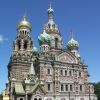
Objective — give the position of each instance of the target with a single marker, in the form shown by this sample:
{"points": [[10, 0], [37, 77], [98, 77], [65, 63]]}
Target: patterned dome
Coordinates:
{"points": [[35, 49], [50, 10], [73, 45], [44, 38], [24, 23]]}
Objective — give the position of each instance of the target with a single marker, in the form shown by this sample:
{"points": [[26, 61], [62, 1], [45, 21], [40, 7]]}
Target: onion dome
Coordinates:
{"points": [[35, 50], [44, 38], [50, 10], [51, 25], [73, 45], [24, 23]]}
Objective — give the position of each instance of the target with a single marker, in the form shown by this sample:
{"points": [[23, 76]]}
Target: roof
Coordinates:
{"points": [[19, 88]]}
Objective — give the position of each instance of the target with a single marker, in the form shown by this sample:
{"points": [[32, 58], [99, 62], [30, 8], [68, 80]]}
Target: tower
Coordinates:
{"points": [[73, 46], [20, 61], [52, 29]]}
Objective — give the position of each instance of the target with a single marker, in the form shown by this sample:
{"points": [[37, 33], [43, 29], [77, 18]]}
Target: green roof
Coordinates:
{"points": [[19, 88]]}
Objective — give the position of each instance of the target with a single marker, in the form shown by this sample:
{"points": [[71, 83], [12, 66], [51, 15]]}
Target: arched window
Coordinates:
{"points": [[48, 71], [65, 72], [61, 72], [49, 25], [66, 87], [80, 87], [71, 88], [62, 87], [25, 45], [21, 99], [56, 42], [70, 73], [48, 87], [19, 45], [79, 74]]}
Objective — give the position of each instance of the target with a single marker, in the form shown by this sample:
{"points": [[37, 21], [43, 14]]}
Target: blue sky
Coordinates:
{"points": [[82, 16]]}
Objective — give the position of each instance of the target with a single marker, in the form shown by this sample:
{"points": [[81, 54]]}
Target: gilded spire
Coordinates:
::::::::::
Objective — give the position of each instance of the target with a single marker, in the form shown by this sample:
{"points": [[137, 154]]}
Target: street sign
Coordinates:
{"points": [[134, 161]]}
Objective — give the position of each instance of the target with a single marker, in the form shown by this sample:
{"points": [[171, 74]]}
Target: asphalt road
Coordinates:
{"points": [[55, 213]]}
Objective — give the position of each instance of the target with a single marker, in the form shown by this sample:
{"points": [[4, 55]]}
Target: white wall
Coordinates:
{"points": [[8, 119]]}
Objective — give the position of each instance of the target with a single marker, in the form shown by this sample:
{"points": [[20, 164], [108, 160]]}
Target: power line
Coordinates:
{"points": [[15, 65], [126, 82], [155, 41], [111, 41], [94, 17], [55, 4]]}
::::::::::
What the task asks
From the lines above, pull out each one that contains the word "dome" and copy it in full.

Response
Target: patterned dome
Target: onion dome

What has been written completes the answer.